Without any pictures, restate the full set of records below exactly.

^^^^^^^^

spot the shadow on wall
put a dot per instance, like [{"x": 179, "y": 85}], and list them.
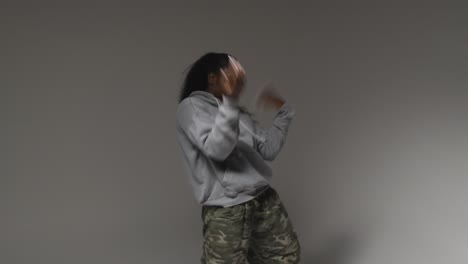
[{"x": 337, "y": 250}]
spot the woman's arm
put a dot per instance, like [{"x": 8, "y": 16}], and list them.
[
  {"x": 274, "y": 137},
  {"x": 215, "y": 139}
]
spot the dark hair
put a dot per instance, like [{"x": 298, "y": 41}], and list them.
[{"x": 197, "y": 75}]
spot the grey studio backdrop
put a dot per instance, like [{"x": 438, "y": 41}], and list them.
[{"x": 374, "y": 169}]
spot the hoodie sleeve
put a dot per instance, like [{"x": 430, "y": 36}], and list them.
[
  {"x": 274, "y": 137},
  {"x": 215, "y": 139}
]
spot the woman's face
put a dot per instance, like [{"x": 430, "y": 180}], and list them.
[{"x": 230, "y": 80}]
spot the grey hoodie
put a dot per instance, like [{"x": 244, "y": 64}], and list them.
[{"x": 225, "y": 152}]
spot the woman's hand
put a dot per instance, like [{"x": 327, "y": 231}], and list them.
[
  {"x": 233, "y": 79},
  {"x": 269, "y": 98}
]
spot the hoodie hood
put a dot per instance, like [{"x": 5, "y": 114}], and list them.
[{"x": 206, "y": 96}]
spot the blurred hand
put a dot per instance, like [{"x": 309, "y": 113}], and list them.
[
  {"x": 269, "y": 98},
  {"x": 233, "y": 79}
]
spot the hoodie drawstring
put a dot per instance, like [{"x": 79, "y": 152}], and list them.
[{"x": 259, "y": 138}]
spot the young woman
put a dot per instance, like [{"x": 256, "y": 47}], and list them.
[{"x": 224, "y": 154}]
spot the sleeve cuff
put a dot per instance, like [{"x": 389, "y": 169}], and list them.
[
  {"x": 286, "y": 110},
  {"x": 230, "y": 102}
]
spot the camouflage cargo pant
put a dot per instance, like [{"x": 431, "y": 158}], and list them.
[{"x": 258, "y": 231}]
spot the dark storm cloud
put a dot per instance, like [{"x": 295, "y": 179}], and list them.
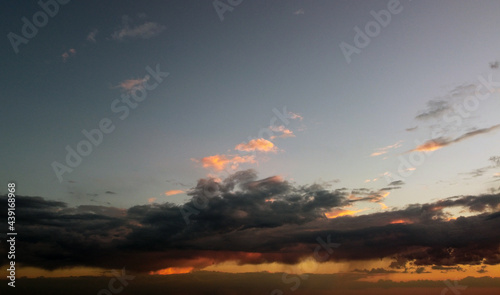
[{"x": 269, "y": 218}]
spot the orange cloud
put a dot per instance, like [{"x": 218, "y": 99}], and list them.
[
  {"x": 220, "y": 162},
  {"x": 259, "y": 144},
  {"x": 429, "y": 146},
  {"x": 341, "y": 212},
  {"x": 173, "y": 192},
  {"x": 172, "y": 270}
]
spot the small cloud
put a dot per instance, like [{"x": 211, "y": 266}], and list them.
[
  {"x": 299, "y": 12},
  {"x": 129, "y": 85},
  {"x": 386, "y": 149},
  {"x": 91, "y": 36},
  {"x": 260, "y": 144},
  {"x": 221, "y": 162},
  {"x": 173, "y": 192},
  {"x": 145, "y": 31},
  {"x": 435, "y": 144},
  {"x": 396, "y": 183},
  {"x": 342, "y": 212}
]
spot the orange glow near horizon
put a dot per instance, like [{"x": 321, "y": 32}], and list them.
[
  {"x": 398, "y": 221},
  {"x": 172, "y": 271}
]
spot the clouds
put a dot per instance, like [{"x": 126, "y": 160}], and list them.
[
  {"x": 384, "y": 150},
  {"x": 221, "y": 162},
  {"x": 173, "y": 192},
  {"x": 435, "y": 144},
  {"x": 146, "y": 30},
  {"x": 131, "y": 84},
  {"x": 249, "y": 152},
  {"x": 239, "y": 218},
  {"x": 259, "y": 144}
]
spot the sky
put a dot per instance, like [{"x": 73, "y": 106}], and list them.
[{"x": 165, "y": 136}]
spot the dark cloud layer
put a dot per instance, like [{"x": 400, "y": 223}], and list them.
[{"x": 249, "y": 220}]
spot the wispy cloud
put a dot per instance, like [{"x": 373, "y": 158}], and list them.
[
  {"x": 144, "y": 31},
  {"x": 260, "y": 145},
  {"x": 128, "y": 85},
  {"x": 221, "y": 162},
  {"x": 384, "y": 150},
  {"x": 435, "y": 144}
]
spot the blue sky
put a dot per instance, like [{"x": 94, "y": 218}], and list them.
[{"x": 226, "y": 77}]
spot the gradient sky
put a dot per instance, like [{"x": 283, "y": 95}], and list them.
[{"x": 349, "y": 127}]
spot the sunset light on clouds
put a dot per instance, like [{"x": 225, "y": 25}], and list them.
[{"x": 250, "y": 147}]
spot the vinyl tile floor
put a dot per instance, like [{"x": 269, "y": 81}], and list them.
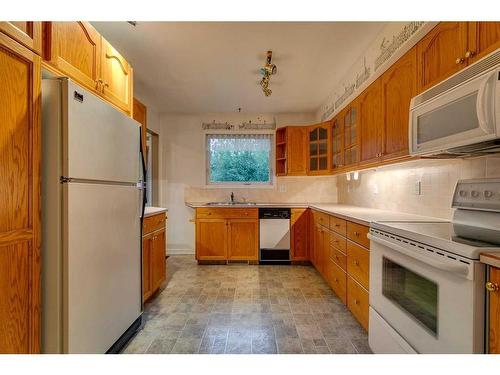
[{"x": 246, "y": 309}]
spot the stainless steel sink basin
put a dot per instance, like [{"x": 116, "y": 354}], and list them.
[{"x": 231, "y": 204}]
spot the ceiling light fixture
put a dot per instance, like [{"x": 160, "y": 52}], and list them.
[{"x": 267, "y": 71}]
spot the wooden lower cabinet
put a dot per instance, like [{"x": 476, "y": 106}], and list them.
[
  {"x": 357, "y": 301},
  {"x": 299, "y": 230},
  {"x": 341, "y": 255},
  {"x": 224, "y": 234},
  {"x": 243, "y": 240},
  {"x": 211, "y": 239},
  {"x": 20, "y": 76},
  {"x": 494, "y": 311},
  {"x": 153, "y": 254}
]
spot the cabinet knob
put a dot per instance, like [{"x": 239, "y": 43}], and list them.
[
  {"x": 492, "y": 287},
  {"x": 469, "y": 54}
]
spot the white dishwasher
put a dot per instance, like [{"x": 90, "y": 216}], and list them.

^^^^^^^^

**Result for this task:**
spot the shadow on wall
put a dot per instance, like [{"x": 179, "y": 85}], and list them.
[{"x": 337, "y": 250}]
spot the woman's arm
put a dot per instance, like [{"x": 8, "y": 16}], and list them.
[
  {"x": 274, "y": 137},
  {"x": 215, "y": 139}
]
spot the dark hair
put a dot per instance, like [{"x": 298, "y": 41}], and list them.
[{"x": 197, "y": 75}]
spot the grey studio backdrop
put a dot per instance, like [{"x": 438, "y": 41}], and list them.
[{"x": 374, "y": 169}]
spot the hoodie sleeve
put a dot per instance, like [{"x": 430, "y": 36}], and list them.
[
  {"x": 274, "y": 137},
  {"x": 215, "y": 139}
]
spot the woman's face
put a dot per instance, like [{"x": 430, "y": 180}], and list them.
[{"x": 230, "y": 80}]
spot the grey hoodie
put a dot per instance, like [{"x": 244, "y": 64}], and list them.
[{"x": 225, "y": 152}]
spot the woman's hand
put a dot per instance, like [{"x": 327, "y": 231}], and list them.
[
  {"x": 233, "y": 79},
  {"x": 269, "y": 98}
]
spot the hoodie hood
put a dot per instance, like [{"x": 5, "y": 114}], and list them.
[{"x": 206, "y": 96}]
spot the blurred hand
put a dot per instance, like [{"x": 309, "y": 113}], and list them.
[
  {"x": 269, "y": 98},
  {"x": 233, "y": 79}
]
spot the hoodie drawstring
put a dot per instance, like [{"x": 79, "y": 152}], and list them.
[{"x": 259, "y": 138}]
spot the young woman
put a dot per instance, like [{"x": 256, "y": 47}], and list them.
[{"x": 224, "y": 154}]
spot the sleeve cuff
put a dot per instance, like [{"x": 389, "y": 169}], and list them.
[
  {"x": 286, "y": 110},
  {"x": 230, "y": 102}
]
spot the camouflage cargo pant
put a dot per instance, like [{"x": 431, "y": 158}], and list them.
[{"x": 258, "y": 231}]
spot the dark storm cloud
put a dot per instance, like [{"x": 295, "y": 179}], and list them.
[{"x": 269, "y": 218}]
spot the orange cloud
put a dot per instance, like [{"x": 218, "y": 99}], and list them.
[
  {"x": 220, "y": 162},
  {"x": 259, "y": 144},
  {"x": 429, "y": 146},
  {"x": 341, "y": 212},
  {"x": 173, "y": 192},
  {"x": 172, "y": 270}
]
spot the small cloud
put a dot per instance, like [{"x": 211, "y": 266}], and list them.
[
  {"x": 299, "y": 12},
  {"x": 129, "y": 85},
  {"x": 386, "y": 149},
  {"x": 91, "y": 36},
  {"x": 260, "y": 144},
  {"x": 221, "y": 162},
  {"x": 173, "y": 192},
  {"x": 145, "y": 31},
  {"x": 435, "y": 144},
  {"x": 396, "y": 183},
  {"x": 342, "y": 212}
]
spot the orange glow near horizon
put a dot per instance, like [{"x": 321, "y": 32}], and list them.
[
  {"x": 398, "y": 221},
  {"x": 172, "y": 271}
]
spot the clouds
put a dot per instance, like [{"x": 126, "y": 160}], and list them.
[
  {"x": 384, "y": 150},
  {"x": 221, "y": 162},
  {"x": 173, "y": 192},
  {"x": 435, "y": 144},
  {"x": 146, "y": 30},
  {"x": 131, "y": 84},
  {"x": 249, "y": 152},
  {"x": 239, "y": 218},
  {"x": 259, "y": 144}
]
spot the sky
put a dot per instance, like [{"x": 73, "y": 106}], and list them.
[{"x": 165, "y": 136}]
spot the dark cloud layer
put a dot per instance, like [{"x": 400, "y": 223}], and list them.
[{"x": 249, "y": 220}]
spot the wispy cloud
put a dot per instance, like [{"x": 373, "y": 158}], and list them.
[
  {"x": 144, "y": 31},
  {"x": 260, "y": 145},
  {"x": 128, "y": 85},
  {"x": 221, "y": 162},
  {"x": 384, "y": 150},
  {"x": 435, "y": 144}
]
spot the blue sky
put a dot per instance, like [{"x": 94, "y": 218}], and list them.
[{"x": 226, "y": 77}]
spot the gradient sky
put a dot per instance, like [{"x": 283, "y": 95}], and list them.
[{"x": 349, "y": 127}]
spot the sunset light on clouds
put a dot per instance, like [{"x": 225, "y": 25}], and list them.
[{"x": 250, "y": 147}]
spot the vinyl tile floor
put a dot per instance, like [{"x": 269, "y": 81}], and list them.
[{"x": 246, "y": 309}]
spot the stainless steel sink basin
put a dot per instance, like [{"x": 116, "y": 354}], and list them.
[{"x": 231, "y": 204}]
spot the ceiling light fixture
put a dot per instance, like [{"x": 160, "y": 52}], and list them.
[{"x": 267, "y": 71}]
spot the wooden lower cabinet
put a dot per instance, like [{"x": 476, "y": 106}], and list them.
[
  {"x": 357, "y": 301},
  {"x": 299, "y": 230},
  {"x": 341, "y": 255},
  {"x": 224, "y": 234},
  {"x": 243, "y": 240},
  {"x": 211, "y": 239},
  {"x": 20, "y": 76},
  {"x": 494, "y": 311},
  {"x": 153, "y": 254}
]
spot the cabinet knob
put a dot per instance, like [{"x": 239, "y": 43}], and list them.
[
  {"x": 492, "y": 287},
  {"x": 469, "y": 54}
]
spot the white dishwasher
put a dot per instance, like [{"x": 90, "y": 216}], and list them.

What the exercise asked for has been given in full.